● EXTRACT TO READ
Segment Open

Technology, Big Data

Why Big Data Means a Big Year for Hadoop

Blog-post ,

By Michael Friedenberg

CIO — You can't have a conversation in today's business technology world without touching on the topic of big data.

Simply put, it's about data sets so large—in volume, velocity and variety—that they're impossible to manage with conventional database tools. In 2011, our global output of data was estimated at 1.8 zettabytes (each zettabyte equals 1 billion terabytes). Even more staggering is the widely quoted estimate that 90 percent of the data in the world was created within the past two years.

Behind this explosive growth in data, of course, is the world of unstructured data. At last year's HP Discover Conference, Mike Lynch, executive vice president of information management and CEO of Autonomy, talked about the huge spike in the generation of unstructured data. He said the IT world is moving away from structured, machine-friendly information (managed in rows and columns) and toward the more human-friendly, unstructured data that originates from sources as varied as e-mail and social media and that includes not just words and numbers but also video, audio and images.

Given the rise of big data, I'm sure you're hearing the buzz around Apache Hadoop, the software framework that supports data-intensive distributed applications under a free license. It enables applications to work with thousands of nodes and petabytes (a thousand terabytes) of data. It certainly looks like the Holy Grail for organizing unstructured data, so it's no wonder everyone is jumping on this bandwagon. A quick Web search will show you that in just the past few months, companies including EMC, Microsoft, IBM, Oracle, Informatica, HP, Dell and Cloudera (to name a few) have adopted this software framework.

What I find even more notable is that companies such as Yahoo, Amazon, comScore and AOL have turned to Hadoop to both scale their businesses and lower storage costs.

According to some recent research from Infineta Systems, a WAN optimization startup, traditional data storage runs $5 per gigabyte, but storing the same data costs about 25 cents per gigabyte using Hadoop.

That's one number any CEO will remember.

So get ready for Hadoopalooza 2012. I'd love to hear what you're doing to tackle big data storage, so please drop me a line anytime.

Michael Friedenberg is the president and CEO of CIO magazine's parent company, IDG Enterprise. Email him at mfriedenberg@cxo.com.

 

(3) (3)

Discussion
Would you like to comment on this content? Log in or Register.

Segment Closed

● DATASET
Segment Open

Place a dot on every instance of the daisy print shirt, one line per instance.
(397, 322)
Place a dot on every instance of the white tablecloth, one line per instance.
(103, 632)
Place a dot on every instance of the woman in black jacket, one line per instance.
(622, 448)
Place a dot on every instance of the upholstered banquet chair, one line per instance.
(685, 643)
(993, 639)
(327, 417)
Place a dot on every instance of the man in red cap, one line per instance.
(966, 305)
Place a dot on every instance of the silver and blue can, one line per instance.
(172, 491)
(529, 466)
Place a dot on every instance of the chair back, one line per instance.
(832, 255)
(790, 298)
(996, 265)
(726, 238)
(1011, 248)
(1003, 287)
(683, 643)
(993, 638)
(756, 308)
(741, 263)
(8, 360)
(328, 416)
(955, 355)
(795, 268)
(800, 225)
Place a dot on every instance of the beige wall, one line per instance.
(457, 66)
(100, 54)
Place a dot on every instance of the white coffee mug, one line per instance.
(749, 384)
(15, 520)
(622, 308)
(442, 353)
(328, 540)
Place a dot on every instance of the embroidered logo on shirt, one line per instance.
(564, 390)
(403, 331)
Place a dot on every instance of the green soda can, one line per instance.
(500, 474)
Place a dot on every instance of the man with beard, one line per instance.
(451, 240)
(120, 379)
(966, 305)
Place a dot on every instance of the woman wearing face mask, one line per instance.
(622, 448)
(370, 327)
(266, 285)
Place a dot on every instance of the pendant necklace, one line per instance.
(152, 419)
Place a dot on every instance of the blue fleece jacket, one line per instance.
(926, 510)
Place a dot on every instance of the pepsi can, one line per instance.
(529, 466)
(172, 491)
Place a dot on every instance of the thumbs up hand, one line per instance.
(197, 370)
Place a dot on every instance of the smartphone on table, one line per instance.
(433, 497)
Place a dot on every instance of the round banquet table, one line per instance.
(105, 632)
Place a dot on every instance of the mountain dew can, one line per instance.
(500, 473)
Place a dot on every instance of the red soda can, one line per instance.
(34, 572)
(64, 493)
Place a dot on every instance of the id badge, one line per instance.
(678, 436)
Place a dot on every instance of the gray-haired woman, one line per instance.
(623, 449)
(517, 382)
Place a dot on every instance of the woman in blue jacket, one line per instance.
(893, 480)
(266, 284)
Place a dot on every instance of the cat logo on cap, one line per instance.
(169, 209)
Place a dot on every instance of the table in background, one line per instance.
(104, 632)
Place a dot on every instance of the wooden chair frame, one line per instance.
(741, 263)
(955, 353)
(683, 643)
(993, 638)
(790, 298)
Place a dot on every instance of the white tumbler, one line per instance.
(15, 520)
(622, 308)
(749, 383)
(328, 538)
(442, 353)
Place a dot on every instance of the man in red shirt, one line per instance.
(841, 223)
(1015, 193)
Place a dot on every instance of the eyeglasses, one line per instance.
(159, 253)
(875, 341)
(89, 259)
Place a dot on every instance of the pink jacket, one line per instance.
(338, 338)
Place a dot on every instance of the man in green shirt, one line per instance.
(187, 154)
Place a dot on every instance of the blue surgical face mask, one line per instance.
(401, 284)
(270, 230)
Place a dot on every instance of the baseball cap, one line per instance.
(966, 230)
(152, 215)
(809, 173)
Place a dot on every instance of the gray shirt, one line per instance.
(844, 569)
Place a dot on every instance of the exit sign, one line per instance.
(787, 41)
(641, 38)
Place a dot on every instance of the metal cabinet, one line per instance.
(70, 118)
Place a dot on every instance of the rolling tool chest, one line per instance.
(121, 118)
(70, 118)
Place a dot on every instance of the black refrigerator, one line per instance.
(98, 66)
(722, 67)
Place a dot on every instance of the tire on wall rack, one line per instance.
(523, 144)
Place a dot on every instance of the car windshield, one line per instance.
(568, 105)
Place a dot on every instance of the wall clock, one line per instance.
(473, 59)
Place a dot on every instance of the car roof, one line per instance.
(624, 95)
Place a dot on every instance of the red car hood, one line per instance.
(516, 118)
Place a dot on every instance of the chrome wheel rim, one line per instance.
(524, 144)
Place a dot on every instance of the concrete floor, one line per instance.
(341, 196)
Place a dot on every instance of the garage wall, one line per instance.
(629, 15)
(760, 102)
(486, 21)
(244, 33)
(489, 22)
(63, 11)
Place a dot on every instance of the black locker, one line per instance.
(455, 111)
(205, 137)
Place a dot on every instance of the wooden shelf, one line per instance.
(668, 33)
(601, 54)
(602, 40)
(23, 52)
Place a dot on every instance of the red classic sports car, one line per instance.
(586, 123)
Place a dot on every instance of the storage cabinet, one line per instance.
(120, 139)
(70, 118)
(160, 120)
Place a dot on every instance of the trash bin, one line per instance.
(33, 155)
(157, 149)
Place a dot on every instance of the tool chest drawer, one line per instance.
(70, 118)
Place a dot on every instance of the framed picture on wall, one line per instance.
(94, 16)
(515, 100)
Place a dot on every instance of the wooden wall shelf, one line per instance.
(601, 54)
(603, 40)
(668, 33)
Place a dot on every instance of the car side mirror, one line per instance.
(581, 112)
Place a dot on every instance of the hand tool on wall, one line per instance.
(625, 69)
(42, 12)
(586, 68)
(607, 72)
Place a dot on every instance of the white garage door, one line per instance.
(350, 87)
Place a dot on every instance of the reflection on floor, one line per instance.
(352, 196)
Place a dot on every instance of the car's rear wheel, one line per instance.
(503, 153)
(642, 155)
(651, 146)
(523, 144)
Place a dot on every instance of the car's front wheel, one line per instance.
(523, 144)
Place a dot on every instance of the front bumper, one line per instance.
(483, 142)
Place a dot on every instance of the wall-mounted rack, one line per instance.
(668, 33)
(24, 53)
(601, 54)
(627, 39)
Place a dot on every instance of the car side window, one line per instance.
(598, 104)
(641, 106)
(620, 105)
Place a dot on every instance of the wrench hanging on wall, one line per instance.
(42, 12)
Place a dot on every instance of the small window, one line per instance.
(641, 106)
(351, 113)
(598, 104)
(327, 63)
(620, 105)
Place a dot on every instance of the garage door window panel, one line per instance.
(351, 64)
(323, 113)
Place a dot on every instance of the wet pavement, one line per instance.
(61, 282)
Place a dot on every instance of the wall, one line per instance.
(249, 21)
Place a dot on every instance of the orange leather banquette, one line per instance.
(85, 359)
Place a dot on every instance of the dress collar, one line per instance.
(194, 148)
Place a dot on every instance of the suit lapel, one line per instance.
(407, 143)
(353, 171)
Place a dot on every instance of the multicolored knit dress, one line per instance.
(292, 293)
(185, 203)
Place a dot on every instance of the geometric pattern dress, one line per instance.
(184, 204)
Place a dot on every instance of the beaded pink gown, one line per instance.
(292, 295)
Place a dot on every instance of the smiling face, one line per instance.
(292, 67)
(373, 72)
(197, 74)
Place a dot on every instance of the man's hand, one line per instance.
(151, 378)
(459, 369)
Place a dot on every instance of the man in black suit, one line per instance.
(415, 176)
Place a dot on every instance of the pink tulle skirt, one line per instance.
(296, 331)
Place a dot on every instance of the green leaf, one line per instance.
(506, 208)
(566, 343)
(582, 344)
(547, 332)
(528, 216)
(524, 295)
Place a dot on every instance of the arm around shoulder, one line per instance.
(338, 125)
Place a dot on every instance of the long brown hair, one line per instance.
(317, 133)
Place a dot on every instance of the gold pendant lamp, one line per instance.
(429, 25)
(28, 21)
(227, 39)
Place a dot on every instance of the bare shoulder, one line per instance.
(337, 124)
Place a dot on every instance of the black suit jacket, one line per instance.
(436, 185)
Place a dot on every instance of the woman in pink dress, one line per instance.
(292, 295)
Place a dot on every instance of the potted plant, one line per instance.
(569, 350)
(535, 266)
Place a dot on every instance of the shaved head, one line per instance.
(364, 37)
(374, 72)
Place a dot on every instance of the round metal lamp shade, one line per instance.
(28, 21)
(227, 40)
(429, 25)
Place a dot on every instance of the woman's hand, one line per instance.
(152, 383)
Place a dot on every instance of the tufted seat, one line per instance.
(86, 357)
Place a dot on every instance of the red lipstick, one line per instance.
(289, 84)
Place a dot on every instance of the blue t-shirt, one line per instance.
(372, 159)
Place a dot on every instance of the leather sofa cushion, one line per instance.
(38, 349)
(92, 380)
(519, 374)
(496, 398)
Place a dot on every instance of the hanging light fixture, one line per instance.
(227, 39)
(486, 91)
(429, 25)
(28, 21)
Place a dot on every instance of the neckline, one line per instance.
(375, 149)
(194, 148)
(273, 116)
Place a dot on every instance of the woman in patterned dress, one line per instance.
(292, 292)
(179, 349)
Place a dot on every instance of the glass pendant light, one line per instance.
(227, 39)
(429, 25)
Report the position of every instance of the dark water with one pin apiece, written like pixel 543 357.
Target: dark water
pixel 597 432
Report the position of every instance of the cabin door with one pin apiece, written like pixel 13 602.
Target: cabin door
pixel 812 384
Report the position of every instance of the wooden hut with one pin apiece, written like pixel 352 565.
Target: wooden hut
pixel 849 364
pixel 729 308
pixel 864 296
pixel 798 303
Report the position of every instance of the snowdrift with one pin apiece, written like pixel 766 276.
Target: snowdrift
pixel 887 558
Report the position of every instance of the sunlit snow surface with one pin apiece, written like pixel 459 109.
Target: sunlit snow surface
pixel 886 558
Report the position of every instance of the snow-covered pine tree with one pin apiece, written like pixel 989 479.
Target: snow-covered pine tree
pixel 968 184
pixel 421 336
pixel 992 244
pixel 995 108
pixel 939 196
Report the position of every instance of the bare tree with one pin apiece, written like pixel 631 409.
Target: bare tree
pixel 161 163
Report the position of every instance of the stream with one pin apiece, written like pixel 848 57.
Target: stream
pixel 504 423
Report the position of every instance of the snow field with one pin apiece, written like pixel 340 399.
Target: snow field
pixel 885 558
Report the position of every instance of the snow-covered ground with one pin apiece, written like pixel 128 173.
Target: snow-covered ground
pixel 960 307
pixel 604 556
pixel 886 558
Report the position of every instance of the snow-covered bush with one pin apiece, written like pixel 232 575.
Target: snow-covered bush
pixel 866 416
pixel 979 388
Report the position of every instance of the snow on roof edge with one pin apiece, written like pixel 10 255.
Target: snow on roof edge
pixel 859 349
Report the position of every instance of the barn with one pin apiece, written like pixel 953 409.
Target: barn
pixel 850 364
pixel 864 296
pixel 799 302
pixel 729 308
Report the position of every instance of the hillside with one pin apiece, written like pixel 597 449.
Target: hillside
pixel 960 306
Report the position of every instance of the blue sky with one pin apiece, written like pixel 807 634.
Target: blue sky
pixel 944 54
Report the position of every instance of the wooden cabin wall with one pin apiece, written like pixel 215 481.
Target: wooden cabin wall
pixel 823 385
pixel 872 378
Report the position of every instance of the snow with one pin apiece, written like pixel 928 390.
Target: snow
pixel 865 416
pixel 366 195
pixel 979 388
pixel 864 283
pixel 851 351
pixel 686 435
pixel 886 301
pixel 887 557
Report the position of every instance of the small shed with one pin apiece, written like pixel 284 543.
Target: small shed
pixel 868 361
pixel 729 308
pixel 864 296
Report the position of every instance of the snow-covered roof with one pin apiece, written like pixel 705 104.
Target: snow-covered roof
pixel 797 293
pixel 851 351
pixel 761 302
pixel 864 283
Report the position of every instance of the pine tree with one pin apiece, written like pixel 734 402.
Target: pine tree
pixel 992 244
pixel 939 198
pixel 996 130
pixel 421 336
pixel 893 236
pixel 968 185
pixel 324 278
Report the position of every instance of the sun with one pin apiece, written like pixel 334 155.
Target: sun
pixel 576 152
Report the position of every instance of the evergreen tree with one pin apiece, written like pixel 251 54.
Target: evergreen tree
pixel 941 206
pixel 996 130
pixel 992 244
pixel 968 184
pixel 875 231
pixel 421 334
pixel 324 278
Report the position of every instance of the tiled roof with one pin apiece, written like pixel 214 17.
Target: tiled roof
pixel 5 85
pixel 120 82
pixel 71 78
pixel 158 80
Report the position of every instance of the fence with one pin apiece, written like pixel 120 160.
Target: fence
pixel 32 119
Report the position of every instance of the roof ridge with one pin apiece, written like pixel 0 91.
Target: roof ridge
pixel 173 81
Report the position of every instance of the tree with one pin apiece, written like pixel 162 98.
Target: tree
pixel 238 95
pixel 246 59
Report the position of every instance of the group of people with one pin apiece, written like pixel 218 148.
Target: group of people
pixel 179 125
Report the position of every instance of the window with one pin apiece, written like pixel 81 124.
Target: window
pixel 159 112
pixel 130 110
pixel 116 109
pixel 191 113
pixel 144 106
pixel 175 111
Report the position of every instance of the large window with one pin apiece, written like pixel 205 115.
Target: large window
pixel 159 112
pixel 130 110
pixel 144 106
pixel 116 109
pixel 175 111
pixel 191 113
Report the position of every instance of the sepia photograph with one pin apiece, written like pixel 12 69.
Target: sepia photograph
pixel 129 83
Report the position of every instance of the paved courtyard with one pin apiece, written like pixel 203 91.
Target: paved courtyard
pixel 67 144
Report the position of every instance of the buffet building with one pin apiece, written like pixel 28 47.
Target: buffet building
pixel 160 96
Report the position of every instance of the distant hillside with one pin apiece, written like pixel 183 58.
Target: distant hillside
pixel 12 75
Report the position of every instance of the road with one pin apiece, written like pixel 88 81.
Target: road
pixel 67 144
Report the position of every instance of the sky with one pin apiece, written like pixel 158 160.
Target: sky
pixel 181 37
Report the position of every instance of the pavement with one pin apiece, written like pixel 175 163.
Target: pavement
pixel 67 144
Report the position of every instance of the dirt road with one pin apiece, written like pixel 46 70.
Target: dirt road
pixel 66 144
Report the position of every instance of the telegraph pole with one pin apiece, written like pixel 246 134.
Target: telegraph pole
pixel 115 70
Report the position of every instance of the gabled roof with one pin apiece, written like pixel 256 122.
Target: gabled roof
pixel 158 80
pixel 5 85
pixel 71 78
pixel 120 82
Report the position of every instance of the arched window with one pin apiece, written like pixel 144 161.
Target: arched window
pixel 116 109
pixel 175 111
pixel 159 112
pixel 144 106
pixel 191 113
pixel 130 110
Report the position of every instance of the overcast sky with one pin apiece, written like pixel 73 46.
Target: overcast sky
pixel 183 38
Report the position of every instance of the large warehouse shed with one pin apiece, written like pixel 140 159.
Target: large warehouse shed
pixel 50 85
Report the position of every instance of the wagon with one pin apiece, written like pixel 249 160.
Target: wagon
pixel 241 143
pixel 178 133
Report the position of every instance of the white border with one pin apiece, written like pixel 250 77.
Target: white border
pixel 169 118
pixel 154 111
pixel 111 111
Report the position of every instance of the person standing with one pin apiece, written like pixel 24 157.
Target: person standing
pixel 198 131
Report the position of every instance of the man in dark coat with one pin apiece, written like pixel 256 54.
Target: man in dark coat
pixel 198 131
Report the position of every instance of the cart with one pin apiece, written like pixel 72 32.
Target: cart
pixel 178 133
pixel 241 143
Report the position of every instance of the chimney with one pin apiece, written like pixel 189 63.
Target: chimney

Segment Closed

Quote the stretch of the Hadoop blog post from "Why Big Data" through "of big data.".

● RESULT OF THE TASK
Why Big Data Means a Big Year for Hadoop

Blog-post ,

By Michael Friedenberg

CIO — You can't have a conversation in today's business technology world without touching on the topic of big data.